> [Input material]
§
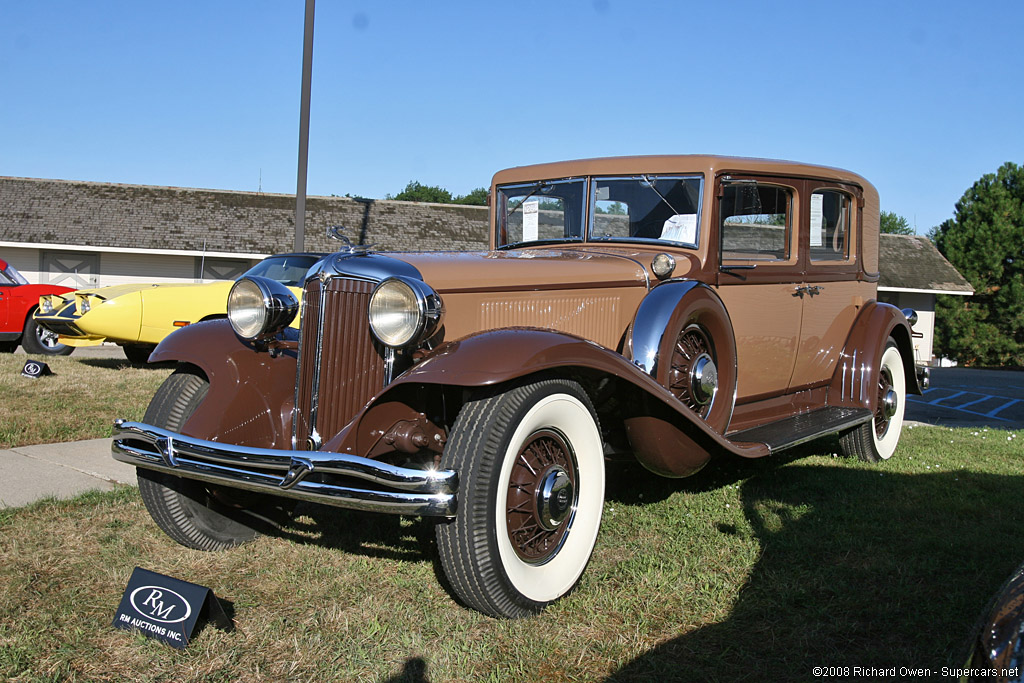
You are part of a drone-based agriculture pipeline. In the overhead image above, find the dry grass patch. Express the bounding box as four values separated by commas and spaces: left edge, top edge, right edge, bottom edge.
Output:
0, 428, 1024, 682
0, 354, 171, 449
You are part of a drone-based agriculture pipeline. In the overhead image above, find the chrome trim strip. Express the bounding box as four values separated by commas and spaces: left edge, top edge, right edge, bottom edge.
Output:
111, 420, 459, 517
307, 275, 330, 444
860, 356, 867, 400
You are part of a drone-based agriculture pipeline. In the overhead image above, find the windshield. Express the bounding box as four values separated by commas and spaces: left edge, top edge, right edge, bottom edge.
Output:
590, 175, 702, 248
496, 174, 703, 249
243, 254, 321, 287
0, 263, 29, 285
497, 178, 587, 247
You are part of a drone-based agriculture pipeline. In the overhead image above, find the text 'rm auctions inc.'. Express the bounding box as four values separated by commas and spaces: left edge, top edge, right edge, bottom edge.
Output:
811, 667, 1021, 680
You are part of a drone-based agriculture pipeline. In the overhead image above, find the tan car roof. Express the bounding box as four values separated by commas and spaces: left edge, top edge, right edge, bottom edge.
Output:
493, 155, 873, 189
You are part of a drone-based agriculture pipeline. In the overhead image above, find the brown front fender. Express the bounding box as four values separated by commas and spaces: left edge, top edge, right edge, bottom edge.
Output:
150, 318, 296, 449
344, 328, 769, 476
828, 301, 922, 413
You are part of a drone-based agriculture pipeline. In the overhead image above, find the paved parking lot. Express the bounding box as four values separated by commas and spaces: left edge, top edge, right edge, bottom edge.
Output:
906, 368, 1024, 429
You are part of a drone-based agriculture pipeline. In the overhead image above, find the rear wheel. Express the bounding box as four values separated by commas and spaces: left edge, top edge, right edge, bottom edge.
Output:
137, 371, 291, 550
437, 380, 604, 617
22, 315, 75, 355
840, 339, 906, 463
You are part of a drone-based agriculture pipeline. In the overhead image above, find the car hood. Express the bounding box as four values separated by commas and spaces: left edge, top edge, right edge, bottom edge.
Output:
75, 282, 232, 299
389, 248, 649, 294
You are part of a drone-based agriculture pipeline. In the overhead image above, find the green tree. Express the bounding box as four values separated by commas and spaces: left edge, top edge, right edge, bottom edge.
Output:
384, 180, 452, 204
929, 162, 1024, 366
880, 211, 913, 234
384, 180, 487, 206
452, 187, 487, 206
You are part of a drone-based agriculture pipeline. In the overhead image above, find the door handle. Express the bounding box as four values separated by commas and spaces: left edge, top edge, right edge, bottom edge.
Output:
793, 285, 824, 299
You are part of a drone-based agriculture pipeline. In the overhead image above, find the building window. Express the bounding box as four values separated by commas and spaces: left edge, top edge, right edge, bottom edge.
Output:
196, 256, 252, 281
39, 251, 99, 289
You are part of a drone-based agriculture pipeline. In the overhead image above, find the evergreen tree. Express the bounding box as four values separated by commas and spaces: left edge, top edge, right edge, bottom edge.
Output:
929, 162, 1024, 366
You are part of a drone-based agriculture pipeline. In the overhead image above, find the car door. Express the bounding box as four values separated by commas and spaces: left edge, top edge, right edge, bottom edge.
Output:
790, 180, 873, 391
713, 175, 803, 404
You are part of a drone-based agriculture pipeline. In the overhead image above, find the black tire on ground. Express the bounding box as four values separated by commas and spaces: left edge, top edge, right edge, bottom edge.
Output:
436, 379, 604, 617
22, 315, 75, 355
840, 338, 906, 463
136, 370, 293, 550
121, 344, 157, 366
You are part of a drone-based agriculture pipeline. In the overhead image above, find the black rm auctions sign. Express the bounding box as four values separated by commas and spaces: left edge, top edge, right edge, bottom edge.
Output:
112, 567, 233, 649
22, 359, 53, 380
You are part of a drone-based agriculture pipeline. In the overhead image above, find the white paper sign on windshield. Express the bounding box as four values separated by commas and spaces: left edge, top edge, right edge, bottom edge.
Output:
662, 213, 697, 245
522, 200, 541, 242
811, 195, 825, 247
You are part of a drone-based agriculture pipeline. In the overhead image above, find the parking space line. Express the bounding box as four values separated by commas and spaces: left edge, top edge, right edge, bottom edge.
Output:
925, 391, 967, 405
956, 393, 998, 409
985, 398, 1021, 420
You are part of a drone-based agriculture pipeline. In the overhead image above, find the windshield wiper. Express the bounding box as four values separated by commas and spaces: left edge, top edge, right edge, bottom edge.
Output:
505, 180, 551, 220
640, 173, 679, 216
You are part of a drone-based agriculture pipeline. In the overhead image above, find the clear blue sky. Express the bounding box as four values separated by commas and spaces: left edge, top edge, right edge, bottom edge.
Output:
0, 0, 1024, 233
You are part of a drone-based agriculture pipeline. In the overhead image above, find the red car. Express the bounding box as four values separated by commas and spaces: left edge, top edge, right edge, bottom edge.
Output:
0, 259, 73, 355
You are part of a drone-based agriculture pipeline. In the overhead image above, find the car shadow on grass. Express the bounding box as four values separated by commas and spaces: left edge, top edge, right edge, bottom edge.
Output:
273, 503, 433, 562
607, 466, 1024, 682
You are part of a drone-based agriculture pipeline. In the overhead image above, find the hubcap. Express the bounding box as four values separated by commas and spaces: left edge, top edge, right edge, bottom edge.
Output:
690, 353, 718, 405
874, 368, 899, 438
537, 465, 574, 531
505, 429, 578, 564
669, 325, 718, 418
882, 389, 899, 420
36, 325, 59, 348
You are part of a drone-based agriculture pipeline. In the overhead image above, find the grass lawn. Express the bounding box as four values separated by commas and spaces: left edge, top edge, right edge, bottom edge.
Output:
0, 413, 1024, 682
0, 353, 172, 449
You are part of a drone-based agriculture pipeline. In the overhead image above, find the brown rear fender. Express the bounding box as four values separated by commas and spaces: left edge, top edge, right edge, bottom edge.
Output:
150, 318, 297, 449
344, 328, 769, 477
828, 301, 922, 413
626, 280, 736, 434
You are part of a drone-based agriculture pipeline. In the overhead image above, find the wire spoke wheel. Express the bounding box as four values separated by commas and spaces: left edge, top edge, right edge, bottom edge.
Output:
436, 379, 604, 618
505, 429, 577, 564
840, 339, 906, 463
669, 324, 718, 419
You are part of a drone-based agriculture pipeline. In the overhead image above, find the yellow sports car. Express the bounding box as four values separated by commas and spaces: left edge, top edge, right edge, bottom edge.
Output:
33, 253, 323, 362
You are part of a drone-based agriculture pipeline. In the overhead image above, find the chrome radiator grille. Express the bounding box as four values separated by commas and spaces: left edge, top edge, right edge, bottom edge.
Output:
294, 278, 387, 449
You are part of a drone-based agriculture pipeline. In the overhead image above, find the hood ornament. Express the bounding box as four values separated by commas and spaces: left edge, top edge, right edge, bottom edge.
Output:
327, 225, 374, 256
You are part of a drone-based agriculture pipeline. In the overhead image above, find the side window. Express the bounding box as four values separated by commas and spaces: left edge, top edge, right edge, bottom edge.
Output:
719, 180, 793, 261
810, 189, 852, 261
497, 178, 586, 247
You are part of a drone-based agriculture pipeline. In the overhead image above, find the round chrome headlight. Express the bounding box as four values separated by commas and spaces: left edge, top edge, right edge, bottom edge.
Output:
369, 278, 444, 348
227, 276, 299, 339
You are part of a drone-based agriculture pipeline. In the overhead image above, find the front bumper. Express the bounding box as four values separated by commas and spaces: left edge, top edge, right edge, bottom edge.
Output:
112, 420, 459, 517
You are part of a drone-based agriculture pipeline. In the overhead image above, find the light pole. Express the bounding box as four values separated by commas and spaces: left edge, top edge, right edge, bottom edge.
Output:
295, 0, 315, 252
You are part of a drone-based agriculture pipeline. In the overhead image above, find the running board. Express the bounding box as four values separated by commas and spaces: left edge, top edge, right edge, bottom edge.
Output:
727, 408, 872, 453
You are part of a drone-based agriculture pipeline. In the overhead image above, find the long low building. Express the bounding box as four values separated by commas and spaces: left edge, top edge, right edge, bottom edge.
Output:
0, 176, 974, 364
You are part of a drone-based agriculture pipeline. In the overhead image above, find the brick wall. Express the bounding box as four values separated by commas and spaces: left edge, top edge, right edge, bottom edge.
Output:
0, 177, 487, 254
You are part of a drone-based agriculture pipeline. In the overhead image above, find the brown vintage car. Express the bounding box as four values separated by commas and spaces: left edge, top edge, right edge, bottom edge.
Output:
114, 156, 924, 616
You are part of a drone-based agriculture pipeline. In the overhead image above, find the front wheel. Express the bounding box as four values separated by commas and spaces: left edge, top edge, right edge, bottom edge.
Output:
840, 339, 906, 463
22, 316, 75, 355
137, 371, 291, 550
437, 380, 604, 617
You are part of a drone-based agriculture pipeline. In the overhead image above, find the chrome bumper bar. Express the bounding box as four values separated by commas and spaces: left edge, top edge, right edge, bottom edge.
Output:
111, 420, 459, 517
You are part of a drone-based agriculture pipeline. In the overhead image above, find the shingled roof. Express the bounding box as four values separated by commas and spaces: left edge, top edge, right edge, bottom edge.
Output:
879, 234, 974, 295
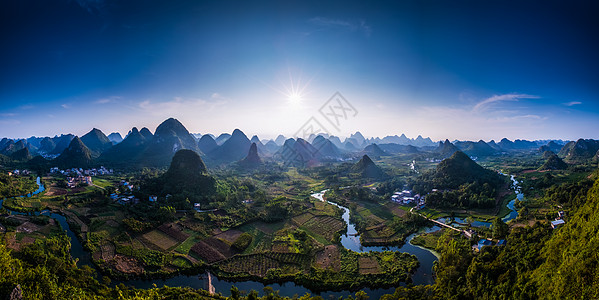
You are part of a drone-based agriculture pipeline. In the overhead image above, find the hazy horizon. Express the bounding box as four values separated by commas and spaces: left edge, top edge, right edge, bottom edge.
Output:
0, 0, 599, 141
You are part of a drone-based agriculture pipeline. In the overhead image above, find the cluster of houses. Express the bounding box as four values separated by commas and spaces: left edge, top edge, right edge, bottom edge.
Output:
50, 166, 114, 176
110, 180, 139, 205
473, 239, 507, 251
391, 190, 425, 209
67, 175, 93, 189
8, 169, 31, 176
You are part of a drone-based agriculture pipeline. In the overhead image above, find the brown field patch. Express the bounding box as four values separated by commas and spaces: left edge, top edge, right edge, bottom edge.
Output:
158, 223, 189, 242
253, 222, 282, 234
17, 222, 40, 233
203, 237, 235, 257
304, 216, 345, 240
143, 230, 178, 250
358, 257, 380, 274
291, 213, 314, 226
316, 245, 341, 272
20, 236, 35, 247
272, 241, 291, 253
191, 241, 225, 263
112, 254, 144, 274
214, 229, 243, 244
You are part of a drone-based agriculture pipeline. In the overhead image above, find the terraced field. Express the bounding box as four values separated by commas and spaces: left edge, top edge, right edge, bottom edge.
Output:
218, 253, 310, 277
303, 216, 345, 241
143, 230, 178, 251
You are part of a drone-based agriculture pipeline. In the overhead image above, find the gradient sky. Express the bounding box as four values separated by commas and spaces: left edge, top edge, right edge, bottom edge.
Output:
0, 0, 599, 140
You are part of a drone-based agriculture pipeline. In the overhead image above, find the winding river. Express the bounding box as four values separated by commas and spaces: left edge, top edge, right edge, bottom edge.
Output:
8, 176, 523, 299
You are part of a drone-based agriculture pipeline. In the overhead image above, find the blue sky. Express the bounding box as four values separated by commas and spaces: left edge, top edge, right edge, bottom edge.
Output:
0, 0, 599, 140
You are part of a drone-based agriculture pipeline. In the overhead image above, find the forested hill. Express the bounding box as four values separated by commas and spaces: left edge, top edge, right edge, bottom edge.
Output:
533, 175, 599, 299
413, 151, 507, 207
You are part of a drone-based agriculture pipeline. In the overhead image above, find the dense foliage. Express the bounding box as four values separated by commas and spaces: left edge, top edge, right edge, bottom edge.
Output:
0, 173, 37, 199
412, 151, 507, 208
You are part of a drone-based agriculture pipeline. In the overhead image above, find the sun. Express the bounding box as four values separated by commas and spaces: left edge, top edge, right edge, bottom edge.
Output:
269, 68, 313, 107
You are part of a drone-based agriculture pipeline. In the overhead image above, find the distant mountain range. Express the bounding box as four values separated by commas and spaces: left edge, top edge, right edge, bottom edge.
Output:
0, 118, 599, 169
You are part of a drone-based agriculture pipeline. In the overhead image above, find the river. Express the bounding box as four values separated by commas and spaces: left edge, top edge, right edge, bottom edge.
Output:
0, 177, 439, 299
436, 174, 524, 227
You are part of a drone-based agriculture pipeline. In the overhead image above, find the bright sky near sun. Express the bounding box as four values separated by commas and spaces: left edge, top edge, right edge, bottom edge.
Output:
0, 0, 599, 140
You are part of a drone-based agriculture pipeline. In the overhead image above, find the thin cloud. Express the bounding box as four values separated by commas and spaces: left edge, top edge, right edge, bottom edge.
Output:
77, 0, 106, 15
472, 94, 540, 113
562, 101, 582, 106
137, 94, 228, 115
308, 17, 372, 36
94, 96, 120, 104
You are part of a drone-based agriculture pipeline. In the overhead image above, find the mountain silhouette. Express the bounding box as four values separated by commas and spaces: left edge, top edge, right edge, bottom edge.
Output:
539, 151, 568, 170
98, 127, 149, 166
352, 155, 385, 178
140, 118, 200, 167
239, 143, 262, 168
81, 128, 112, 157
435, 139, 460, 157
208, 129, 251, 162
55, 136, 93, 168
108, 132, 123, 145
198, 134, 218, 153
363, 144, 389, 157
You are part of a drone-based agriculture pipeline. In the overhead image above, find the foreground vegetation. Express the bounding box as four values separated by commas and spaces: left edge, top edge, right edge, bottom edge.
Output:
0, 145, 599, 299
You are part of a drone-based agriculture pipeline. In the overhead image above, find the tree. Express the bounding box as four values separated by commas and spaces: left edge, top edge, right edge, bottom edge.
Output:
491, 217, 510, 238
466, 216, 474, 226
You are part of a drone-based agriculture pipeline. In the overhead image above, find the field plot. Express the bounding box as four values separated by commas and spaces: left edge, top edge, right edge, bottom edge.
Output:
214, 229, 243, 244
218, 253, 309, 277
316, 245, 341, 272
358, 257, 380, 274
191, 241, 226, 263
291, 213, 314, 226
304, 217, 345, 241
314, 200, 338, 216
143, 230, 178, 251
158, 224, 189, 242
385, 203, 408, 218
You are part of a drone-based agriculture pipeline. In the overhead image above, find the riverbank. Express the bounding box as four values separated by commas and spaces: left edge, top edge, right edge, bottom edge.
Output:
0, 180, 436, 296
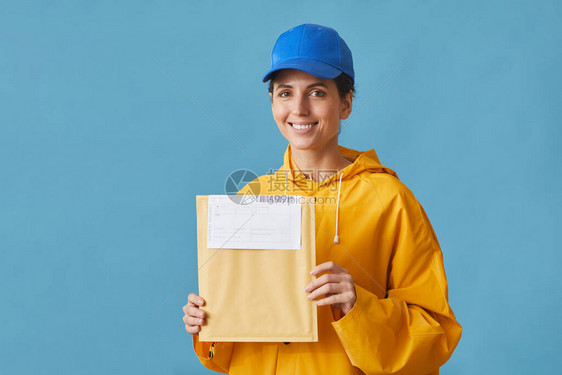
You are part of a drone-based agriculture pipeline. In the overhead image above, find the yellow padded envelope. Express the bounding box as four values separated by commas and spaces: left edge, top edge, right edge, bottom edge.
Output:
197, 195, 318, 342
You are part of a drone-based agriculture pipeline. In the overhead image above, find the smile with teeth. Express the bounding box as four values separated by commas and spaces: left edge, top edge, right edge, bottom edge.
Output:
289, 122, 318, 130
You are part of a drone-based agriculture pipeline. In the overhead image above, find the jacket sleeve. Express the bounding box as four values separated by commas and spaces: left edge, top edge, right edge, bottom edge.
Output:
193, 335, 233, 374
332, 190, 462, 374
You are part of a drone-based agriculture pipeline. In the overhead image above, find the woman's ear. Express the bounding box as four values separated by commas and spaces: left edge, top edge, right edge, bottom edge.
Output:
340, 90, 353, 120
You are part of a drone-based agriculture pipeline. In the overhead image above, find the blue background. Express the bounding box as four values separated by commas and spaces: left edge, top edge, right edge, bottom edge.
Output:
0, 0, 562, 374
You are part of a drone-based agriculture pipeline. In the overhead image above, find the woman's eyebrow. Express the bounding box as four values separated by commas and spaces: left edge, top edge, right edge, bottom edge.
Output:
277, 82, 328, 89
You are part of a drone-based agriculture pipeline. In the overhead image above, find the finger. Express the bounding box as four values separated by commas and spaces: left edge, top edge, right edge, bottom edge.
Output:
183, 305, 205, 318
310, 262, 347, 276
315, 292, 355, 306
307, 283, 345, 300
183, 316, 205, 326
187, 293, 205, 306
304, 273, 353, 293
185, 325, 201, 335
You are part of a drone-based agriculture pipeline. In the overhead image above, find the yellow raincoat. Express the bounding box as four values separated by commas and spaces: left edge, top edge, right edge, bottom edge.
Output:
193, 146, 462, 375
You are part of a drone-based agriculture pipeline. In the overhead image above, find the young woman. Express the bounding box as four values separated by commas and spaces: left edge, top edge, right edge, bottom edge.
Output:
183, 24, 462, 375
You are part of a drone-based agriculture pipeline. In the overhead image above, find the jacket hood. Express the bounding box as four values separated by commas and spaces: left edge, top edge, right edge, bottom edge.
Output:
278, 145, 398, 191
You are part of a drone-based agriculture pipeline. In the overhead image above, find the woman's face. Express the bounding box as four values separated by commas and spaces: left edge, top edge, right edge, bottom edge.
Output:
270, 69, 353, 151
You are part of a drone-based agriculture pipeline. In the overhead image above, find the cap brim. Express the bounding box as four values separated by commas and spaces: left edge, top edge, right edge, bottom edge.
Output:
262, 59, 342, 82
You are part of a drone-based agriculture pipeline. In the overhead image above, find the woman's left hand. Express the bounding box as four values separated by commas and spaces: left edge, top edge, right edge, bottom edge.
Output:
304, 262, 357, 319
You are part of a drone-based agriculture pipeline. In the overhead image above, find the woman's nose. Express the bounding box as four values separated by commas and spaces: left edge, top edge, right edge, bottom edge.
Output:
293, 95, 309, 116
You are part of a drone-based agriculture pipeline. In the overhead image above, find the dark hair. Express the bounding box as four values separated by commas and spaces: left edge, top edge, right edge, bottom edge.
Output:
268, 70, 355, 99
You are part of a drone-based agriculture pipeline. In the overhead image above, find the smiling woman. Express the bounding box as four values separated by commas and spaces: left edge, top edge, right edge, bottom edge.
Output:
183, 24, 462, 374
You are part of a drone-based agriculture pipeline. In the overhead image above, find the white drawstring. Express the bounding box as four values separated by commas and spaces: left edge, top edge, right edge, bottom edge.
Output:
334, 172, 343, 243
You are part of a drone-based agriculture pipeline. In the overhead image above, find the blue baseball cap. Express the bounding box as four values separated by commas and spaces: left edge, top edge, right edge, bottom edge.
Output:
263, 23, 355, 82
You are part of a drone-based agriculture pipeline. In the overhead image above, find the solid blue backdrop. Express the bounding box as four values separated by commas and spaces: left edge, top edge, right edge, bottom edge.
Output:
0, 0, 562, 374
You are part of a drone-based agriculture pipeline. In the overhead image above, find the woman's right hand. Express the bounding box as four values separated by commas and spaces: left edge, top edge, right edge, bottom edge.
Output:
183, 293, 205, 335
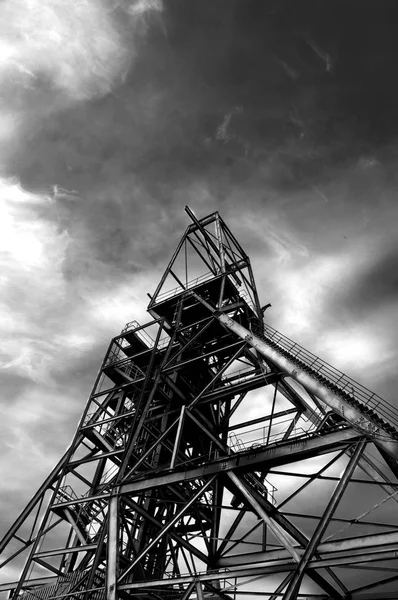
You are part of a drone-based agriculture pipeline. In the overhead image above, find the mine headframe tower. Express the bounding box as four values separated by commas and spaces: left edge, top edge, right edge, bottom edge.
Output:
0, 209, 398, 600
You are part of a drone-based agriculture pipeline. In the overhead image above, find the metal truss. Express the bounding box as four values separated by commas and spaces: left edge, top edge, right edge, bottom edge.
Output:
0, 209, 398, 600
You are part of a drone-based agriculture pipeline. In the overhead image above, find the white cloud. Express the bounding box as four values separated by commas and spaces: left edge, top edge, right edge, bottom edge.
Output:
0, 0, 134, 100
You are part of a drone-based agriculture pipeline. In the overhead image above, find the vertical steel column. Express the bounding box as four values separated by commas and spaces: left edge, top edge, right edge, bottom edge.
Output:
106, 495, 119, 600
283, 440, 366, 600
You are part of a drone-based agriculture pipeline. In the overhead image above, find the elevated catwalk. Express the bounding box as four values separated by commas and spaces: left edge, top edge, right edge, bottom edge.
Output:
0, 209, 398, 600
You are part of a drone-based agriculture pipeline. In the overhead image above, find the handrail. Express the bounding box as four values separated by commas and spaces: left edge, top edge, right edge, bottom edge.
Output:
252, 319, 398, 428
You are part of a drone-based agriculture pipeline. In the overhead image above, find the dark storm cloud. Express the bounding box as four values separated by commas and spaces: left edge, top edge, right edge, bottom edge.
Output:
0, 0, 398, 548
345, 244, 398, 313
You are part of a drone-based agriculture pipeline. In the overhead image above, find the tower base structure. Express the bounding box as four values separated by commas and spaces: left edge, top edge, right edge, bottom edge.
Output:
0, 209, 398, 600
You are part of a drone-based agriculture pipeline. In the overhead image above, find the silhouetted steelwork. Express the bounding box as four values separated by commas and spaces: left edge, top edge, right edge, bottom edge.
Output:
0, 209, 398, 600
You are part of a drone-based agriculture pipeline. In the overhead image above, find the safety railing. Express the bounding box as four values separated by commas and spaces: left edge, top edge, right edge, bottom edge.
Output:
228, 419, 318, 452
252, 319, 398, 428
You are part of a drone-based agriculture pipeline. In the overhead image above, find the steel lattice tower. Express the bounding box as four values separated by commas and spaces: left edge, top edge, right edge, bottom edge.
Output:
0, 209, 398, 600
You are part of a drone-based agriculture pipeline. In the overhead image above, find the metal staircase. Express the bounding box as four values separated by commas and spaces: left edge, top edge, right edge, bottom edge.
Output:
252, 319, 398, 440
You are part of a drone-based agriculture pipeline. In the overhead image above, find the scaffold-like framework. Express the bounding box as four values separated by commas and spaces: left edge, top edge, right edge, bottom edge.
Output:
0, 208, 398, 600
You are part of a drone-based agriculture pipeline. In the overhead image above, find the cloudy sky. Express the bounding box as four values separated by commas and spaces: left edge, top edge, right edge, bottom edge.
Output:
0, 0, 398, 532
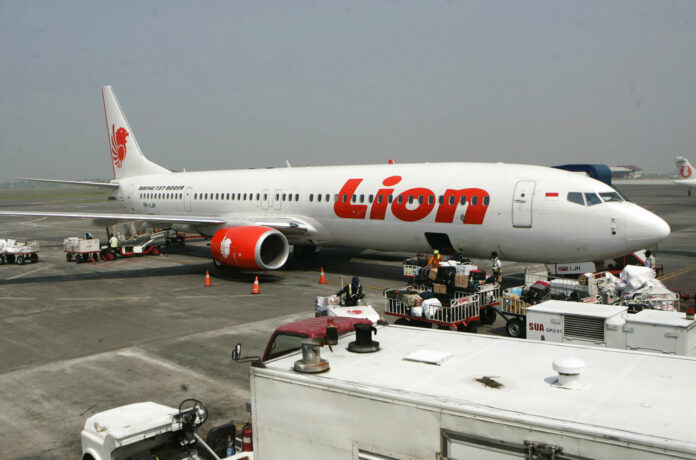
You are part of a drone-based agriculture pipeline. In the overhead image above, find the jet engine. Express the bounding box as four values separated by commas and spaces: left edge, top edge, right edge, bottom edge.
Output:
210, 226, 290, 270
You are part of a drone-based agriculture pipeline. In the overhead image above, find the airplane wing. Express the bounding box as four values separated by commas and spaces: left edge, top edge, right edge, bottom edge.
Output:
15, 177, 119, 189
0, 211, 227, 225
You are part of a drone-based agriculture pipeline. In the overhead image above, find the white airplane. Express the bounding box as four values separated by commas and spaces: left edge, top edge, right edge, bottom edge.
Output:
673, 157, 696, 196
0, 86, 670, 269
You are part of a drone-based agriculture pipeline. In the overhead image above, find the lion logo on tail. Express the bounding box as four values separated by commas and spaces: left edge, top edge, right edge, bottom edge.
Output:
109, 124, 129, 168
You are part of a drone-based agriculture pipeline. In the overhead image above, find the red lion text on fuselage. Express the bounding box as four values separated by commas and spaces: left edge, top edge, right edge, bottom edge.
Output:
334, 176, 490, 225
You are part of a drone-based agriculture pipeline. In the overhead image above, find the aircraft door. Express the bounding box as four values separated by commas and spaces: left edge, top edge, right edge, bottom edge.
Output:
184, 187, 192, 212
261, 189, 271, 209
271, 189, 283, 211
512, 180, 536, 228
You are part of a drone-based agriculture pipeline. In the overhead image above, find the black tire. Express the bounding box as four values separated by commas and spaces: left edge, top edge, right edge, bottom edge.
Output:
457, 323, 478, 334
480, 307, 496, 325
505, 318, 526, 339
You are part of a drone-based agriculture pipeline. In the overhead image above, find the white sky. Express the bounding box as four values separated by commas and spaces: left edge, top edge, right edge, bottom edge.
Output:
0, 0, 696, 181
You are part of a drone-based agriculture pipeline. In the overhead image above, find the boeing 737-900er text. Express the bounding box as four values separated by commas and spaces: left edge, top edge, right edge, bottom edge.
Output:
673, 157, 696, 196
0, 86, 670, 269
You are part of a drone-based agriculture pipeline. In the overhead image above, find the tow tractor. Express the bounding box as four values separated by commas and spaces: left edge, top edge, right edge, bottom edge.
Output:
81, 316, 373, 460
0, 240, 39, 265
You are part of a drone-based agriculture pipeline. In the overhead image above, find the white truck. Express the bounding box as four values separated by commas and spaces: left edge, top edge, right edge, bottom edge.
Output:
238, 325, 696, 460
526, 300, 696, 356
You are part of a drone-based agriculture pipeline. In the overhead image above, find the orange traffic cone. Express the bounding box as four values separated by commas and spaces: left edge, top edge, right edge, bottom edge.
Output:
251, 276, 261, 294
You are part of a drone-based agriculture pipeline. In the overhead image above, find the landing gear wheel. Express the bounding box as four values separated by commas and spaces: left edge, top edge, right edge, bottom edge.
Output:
§
Copy the items word for word, starting at the beginning and ending with the line that contains "497, 178, 587, 247". Leave the pictures out.

> [Response to this task]
You are part of a drone-based agriculture pipeline. In the overhead image above, find the dry grass patch. Express the bounding box as four values separated by commas and spaces: left edge, top edge, right edge, bottom edge.
Output:
0, 428, 1024, 682
0, 354, 171, 449
You are part of a drone-based agriculture pipeline. In the overhead image above, find the chrome trim strip. Express the bounding box as four values separated by commas and spaces: left edge, top edge, right edge, bottom edge.
Output:
111, 420, 459, 517
307, 275, 330, 444
860, 356, 867, 400
You are part of a drone-based agriculture pipeline. In the overhead image above, find the windshield. Express the bounding box as four values separated by commas and spaces: left edge, top edge, right edge, bottom edge.
Output:
590, 175, 702, 248
496, 174, 703, 249
243, 254, 321, 287
0, 263, 29, 285
497, 178, 587, 247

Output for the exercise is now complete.